Bei dieser noch unklaren Sachlage war das Schreiben des englischen Rechtsanwaltes für den Kläger in erster Linie dahin zu verstehen, dass er zu vertragstreuem Verhalten angehalten und ihm Sanktionen für den Fall angedroht werden sollten, dass er gegen seine Vertragspflichten aus dem mit der D Ltd. bereits geschlossenen Vertrag verstoßen sollte. Das Schreiben des (gegnerischen) Rechtsanwaltes diente bei dieser Würdigung vor allem dazu, das Verhalten des Klägers im Interesse der D Ltd. so zu beeinflussen, dass es möglichst doch (noch) zu einem Vertragsabschluss zwischen den Stadtwerken X und der D Ltd. kommen konnte. Das Zustandekommen eines solchen Vertrages sollte jedenfalls nicht aus Gründen scheitern, auf die der Kläger einen Einfluss ausüben konnte. Das Schreiben des englischen Rechtsanwaltes war für den Kläger bei dieser Sachlage daher noch nicht als konkrete Geltendmachung eines Ersatzanspruches zu verstehen, sondern diente in der Endphase des Wettbewerbs um die Vergabe eines Auftrages aus Sicht der D Ltd. gleichsam als Mittel, den Kläger zu „disziplinieren“. Dem Kläger sollte verdeutlich werden, dass die D Ltd. noch entschieden um den Auftrag kämpft und es nicht hingenommen würde, wenn der Kläger etwa versuchen sollte, über die B Ltd.. „ein besseres Geschäft“ abzuschließen, und er dadurch den Vertragsabschluss zwischen der D Ltd. und den Stadtwerken X zu Fall bringen sollte (s. Schreiben vom 4. Dezember 2009, FG-A. Bl. 83 f).

:::

- AUFGABEN ZUM AUSZUG:
(a) Wozu diente das Schreiben des englischen Rechtsanwaltes laut dem Auszug aus Sicht der D Ltd. in der Endphase des Wettbewerbs?
(b) Fass den Auszug in zwei Sätzen zusammen.
Die Einträge sind eigenes Material und gehören nicht zum Auszug.

Gespeicherte Einträge

:::

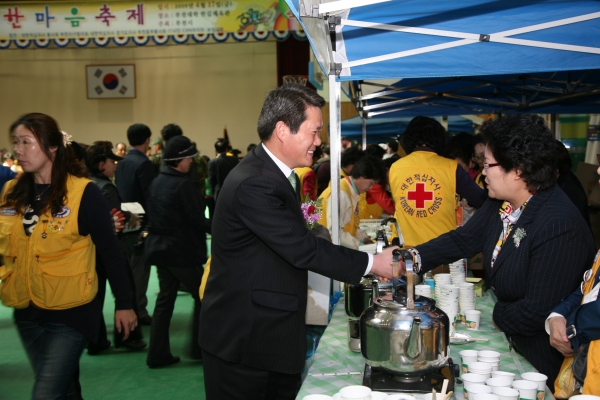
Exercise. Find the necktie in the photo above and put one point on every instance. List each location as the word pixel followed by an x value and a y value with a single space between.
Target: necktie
pixel 292 179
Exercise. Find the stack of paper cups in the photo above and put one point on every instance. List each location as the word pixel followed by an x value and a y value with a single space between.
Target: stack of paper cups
pixel 466 297
pixel 527 389
pixel 539 379
pixel 458 272
pixel 489 357
pixel 441 279
pixel 423 290
pixel 447 300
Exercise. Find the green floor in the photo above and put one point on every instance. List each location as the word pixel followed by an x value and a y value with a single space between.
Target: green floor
pixel 115 374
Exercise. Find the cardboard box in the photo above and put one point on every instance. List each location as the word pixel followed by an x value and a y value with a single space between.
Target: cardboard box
pixel 479 287
pixel 476 263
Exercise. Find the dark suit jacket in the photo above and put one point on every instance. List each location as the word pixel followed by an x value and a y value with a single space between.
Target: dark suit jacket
pixel 253 311
pixel 177 229
pixel 133 177
pixel 218 169
pixel 529 280
pixel 585 318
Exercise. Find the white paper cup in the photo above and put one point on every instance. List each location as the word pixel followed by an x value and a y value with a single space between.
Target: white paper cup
pixel 473 317
pixel 494 365
pixel 506 393
pixel 429 396
pixel 490 360
pixel 498 382
pixel 399 397
pixel 484 396
pixel 503 374
pixel 538 378
pixel 488 354
pixel 480 367
pixel 355 392
pixel 471 379
pixel 384 396
pixel 467 356
pixel 477 388
pixel 527 389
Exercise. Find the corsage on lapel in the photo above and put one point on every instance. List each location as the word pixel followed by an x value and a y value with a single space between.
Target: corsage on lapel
pixel 518 236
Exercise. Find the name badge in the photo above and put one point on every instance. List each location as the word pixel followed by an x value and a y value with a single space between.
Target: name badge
pixel 9 211
pixel 63 212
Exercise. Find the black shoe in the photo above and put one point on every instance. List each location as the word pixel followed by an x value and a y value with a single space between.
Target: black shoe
pixel 97 348
pixel 132 345
pixel 172 361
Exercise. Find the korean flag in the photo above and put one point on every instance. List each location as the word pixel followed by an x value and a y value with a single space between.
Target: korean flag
pixel 110 81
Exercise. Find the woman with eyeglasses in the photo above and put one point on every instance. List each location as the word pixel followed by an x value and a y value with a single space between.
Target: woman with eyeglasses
pixel 574 328
pixel 534 241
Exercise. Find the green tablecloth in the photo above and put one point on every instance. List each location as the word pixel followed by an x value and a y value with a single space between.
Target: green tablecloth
pixel 334 365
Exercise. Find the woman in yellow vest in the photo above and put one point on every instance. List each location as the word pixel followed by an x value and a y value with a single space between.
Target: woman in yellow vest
pixel 366 172
pixel 53 222
pixel 575 323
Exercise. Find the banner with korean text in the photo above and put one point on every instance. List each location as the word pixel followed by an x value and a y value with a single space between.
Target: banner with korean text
pixel 73 20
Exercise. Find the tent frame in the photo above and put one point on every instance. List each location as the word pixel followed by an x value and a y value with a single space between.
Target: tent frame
pixel 337 64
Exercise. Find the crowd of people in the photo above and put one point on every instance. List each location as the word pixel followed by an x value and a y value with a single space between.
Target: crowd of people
pixel 77 216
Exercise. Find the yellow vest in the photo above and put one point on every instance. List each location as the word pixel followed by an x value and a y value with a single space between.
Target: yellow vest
pixel 368 211
pixel 563 385
pixel 204 278
pixel 301 172
pixel 423 185
pixel 55 267
pixel 352 226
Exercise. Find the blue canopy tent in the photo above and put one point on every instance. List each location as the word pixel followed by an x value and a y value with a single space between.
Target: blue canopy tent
pixel 379 39
pixel 561 92
pixel 380 130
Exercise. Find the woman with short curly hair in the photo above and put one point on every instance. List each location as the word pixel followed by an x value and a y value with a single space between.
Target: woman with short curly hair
pixel 535 243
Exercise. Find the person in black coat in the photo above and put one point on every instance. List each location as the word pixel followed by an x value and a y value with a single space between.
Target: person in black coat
pixel 101 164
pixel 219 167
pixel 535 243
pixel 253 314
pixel 176 244
pixel 133 177
pixel 569 183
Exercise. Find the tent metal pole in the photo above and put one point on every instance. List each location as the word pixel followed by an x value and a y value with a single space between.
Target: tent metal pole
pixel 335 146
pixel 364 122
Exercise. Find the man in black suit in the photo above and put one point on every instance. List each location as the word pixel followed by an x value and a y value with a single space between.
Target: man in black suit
pixel 252 323
pixel 219 167
pixel 133 178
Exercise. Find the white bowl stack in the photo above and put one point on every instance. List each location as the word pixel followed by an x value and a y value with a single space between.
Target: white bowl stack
pixel 423 290
pixel 447 300
pixel 481 368
pixel 466 296
pixel 458 271
pixel 489 357
pixel 441 279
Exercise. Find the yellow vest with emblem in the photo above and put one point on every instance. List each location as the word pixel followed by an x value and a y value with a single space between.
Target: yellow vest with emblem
pixel 368 211
pixel 55 267
pixel 423 186
pixel 565 381
pixel 352 226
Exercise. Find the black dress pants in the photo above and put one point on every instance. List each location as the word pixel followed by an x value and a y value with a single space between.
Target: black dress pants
pixel 231 381
pixel 169 280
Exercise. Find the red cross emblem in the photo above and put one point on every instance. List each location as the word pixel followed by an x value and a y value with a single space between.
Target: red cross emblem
pixel 420 195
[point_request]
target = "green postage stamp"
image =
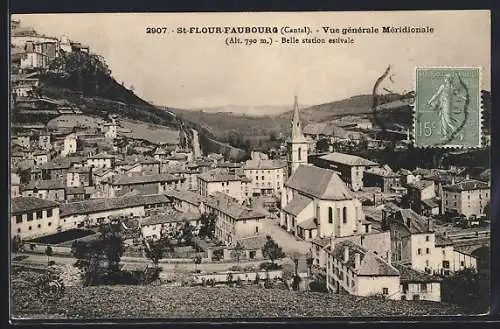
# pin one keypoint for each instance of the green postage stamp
(448, 107)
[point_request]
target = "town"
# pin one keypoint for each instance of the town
(348, 223)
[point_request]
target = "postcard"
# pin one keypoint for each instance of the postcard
(249, 165)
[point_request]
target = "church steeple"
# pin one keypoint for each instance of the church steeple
(297, 135)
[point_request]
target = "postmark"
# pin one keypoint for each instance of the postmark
(447, 107)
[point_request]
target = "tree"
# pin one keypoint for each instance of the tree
(196, 261)
(17, 244)
(48, 252)
(468, 289)
(100, 257)
(237, 252)
(271, 250)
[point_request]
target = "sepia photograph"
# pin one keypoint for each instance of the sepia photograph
(249, 165)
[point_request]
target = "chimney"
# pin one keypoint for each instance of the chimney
(357, 260)
(346, 254)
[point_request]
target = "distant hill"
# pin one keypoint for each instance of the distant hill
(265, 110)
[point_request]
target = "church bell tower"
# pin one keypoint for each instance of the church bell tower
(297, 143)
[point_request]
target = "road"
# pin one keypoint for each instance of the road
(38, 259)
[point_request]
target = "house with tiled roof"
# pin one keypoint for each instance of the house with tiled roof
(354, 270)
(350, 167)
(224, 180)
(417, 285)
(415, 244)
(53, 189)
(167, 222)
(315, 202)
(101, 160)
(95, 211)
(32, 217)
(383, 177)
(234, 221)
(418, 192)
(187, 201)
(145, 183)
(469, 198)
(267, 176)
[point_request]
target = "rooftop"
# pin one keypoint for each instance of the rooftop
(264, 164)
(169, 216)
(52, 184)
(234, 209)
(420, 185)
(298, 203)
(24, 204)
(222, 175)
(412, 221)
(97, 205)
(347, 159)
(188, 196)
(320, 183)
(370, 264)
(467, 185)
(144, 179)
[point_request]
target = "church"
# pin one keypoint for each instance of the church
(315, 202)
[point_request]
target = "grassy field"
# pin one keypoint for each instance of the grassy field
(153, 133)
(116, 302)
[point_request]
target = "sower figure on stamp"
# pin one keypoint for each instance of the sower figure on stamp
(444, 101)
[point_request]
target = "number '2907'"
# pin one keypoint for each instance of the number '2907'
(157, 30)
(426, 128)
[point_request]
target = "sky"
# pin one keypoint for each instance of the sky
(200, 70)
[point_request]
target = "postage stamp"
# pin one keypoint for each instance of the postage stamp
(447, 107)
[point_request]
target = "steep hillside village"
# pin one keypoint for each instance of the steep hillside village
(315, 202)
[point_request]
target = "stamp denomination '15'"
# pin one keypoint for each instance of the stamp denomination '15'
(447, 107)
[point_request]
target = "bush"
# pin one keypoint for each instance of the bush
(268, 266)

:::

- DIE LÖSUNGEN:
(a) Es diente als Mittel, den Kläger zu „disziplinieren“.

(b) Das Schreiben des englischen Rechtsanwaltes sollte den Kläger vor allem zu vertragstreuem Verhalten anhalten und ihm Sanktionen androhen, damit möglichst doch noch ein Vertrag zwischen den Stadtwerken X und der D Ltd. zustande kam. Es war deshalb noch keine konkrete Geltendmachung eines Ersatzanspruches, sondern sollte dem Kläger klarmachen, dass die D Ltd. nicht hinnehmen würde, wenn er über die B Ltd. „ein besseres Geschäft“ abschließen und so den Vertragsabschluss verhindern sollte.